Records from a point labeling set
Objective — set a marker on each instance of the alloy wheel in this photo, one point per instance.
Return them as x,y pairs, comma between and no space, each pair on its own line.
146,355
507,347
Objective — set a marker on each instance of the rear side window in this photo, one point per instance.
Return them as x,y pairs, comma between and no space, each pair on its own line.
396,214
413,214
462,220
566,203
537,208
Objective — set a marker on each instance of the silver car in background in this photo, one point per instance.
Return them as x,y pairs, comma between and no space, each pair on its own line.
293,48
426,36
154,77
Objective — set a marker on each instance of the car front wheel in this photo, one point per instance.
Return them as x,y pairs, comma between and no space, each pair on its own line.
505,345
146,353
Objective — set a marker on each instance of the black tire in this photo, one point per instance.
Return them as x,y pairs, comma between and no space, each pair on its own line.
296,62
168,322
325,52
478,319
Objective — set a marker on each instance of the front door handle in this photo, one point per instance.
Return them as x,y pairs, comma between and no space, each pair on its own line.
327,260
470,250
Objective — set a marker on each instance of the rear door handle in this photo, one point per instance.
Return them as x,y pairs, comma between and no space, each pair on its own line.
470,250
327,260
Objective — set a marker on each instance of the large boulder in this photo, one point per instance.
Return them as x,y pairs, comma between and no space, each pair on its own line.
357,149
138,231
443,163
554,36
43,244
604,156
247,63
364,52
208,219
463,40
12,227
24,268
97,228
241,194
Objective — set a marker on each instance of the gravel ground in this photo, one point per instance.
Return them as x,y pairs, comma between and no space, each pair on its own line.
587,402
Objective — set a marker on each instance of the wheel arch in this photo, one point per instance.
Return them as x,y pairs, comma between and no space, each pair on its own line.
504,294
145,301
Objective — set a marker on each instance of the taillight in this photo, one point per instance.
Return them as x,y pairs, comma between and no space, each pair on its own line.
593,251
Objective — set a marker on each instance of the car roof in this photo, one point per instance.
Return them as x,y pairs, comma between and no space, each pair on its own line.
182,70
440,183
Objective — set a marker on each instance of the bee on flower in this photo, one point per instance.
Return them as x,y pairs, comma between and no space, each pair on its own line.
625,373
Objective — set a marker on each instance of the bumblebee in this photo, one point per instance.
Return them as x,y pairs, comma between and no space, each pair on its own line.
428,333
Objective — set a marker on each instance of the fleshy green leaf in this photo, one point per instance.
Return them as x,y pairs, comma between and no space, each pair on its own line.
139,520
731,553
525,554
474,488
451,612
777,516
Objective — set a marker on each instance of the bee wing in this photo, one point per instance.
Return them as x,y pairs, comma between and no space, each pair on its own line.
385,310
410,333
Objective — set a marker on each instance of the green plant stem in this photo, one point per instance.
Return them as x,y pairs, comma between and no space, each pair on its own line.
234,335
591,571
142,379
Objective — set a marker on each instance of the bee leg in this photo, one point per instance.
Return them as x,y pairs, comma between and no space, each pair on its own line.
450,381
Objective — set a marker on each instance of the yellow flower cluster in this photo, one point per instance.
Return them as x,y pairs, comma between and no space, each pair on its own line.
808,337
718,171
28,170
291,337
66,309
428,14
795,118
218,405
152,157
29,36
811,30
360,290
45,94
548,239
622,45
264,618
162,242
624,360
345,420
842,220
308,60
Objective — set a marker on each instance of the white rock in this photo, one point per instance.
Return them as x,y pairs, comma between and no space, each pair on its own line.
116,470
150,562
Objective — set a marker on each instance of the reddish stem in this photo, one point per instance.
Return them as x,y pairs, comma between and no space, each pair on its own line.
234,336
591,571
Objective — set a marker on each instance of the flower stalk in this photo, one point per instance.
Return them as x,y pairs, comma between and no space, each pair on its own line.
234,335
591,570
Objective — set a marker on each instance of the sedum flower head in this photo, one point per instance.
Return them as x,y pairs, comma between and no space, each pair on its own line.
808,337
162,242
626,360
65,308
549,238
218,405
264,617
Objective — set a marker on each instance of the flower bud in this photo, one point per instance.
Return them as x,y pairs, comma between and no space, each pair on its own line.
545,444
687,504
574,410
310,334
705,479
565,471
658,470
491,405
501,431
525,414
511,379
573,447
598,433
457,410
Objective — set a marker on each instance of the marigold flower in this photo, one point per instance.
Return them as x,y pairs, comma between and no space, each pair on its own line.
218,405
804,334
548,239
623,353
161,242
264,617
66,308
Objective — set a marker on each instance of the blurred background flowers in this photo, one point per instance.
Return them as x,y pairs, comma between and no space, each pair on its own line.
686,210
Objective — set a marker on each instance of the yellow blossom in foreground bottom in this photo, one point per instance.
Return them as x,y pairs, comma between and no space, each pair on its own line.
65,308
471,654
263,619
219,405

### AIM OF THE TASK:
Write out the lines above, starting at the line that contains "Objective — set a marker on each instance of the reddish" and ending with the final line, and nothing else; copy them exactly.

### FINISHED ANSWER:
Objective — set a marker on each instance of the reddish stem in this photo, one point per instance.
Return them as x,y pairs, comma between and no space, each pair on its own line.
234,336
591,571
Objective — set a marker on each instance of the flower stalk in this photo, one point per instance.
Return them as x,y pairs, comma between and no space, each pair on its own line.
234,335
591,570
Objective — set a marker on each instance of the sedum flower head in this photo, one point per instance.
Return them as x,y pairs, comma between and no space, each pair on its own line.
808,337
162,242
626,360
65,308
549,238
218,405
264,617
Objective — set a marker on each instance of the flower bud in this photo, one point per instance.
Return them as x,y pairs, comma between and no space, each pair on its own line.
545,444
687,504
574,410
310,334
705,479
565,471
658,470
491,405
501,431
525,414
511,379
573,447
598,433
457,410
Objective — set a marker on each instance of the marigold flower in this photo, one point per instance.
Return them as x,y pairs, comma between and no space, each pair on its own line.
218,405
804,334
548,239
623,353
161,242
264,617
66,308
Objective — set a marker on each instance of the blurred background flowers in this photo, one point per instance.
Return them as x,y pairs, comma between and no space, each pair on its own line.
686,210
Objective — set a marker on each instance of the yellow blossom in foreground bottom in this photo, one point per instance.
Return them as x,y pairs, comma between and no space, each pair on its own line.
65,308
471,654
263,619
219,405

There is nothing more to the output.